== Segment start ==

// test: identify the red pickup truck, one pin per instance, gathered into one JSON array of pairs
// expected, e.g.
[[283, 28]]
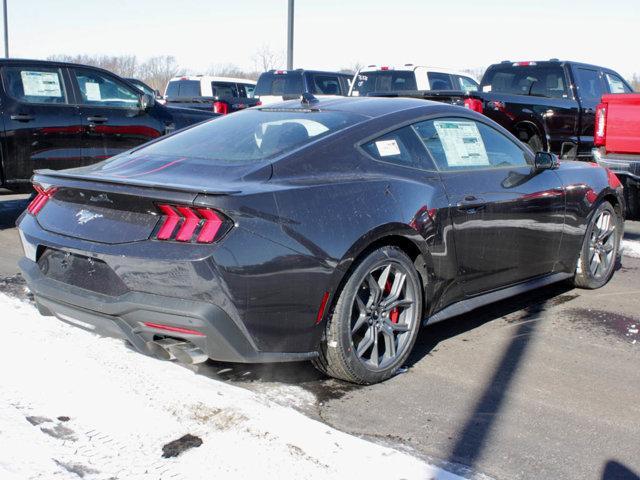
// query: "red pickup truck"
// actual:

== Segment end ==

# Task requirements
Where a picture appears, omit it, and otherwise retype the material exactly.

# The completed task
// test: identify the red pickup truck, one pin per instance, gathered into one JSON array of pairs
// expected, e.g.
[[283, 28]]
// query: "red pickup truck"
// actual:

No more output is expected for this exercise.